Collection entries
============
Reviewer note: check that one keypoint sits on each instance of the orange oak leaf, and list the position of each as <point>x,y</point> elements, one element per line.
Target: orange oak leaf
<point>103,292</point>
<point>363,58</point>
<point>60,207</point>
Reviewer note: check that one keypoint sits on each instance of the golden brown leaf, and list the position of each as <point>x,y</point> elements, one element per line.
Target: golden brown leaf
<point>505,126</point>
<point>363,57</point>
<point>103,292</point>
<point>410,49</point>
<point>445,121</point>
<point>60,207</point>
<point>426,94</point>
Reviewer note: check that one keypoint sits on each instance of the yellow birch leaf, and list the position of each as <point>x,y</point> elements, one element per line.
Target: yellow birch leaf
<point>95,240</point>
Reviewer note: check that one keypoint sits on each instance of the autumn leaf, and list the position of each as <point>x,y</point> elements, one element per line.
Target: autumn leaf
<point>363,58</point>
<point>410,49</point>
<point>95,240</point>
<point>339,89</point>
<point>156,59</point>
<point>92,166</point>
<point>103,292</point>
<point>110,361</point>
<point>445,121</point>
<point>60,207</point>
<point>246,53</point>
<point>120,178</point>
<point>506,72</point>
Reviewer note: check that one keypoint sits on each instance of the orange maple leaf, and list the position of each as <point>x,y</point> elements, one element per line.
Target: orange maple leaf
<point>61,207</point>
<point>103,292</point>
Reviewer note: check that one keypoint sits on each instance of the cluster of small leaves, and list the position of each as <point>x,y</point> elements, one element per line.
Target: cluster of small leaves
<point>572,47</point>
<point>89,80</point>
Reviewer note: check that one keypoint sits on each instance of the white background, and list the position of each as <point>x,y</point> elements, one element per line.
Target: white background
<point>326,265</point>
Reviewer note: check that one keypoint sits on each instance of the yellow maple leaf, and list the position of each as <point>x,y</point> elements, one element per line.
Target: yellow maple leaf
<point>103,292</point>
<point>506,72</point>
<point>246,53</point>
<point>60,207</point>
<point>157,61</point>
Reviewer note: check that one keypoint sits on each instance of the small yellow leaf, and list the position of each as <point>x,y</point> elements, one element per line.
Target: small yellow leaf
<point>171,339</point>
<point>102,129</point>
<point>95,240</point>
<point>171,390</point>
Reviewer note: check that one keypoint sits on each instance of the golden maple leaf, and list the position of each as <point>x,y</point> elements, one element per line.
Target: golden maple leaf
============
## Problem requirements
Repeat the data word for word.

## Task answer
Reviewer note: check that one keypoint sits on each instance of the orange oak leaf, and list the position of each as <point>x,y</point> elements, one element per line.
Target: orange oak leaf
<point>103,292</point>
<point>363,58</point>
<point>60,207</point>
Reviewer note: check that one keypoint sits on each instance of the golden brown leaf, and list the position of each as <point>x,y</point> elements, one element per line.
Target: golden brown leaf
<point>505,126</point>
<point>363,57</point>
<point>103,292</point>
<point>410,49</point>
<point>445,121</point>
<point>60,207</point>
<point>426,94</point>
Reviewer note: check that one keypoint sits on each instance of the yellow birch leaf, and list the position of each as <point>x,y</point> elements, one element per line.
Target: yellow birch leaf
<point>95,240</point>
Reviewer note: check that one keypoint sits on each instance of the autumn leaf, and list the position of each as <point>x,y</point> elements, one element per line.
Target: autumn leaf
<point>363,58</point>
<point>410,49</point>
<point>95,240</point>
<point>339,89</point>
<point>156,59</point>
<point>92,166</point>
<point>103,292</point>
<point>110,361</point>
<point>445,121</point>
<point>60,207</point>
<point>246,53</point>
<point>120,178</point>
<point>506,72</point>
Reviewer note: check that one keypoint sits on each instance of the orange maple leaf, and list the position of each as <point>x,y</point> elements, one element per line.
Target: orange maple leaf
<point>61,207</point>
<point>103,292</point>
Reviewer note: check that one keypoint sits on each instance of the cluster of small leaves, and list the position of each as <point>x,y</point> elements, one element per line.
Target: cluster of small leaves
<point>572,47</point>
<point>89,80</point>
Reviewer note: check that one keypoint sits on each instance of the white background, and list the position of each as <point>x,y</point> elements, one element per line.
Target: white background
<point>326,265</point>
Reviewer note: check that one keypoint sits on each instance of the yellow maple leaf, and list the position of each as <point>x,y</point> elements, one element per line.
Target: yellow maple leaf
<point>103,292</point>
<point>506,72</point>
<point>246,53</point>
<point>60,207</point>
<point>157,61</point>
Reviewer note: check that one keypoint sits on each instance of the small yellow leaf, and list the position of each as <point>x,y</point> elements, one element per line.
Target: small yellow leaf
<point>171,339</point>
<point>102,129</point>
<point>95,240</point>
<point>171,390</point>
Reviewer note: check that one keypoint sits on each instance of the golden maple leaf, and list the position of each as <point>x,y</point> elements, one element per line.
Target: golden maple leaf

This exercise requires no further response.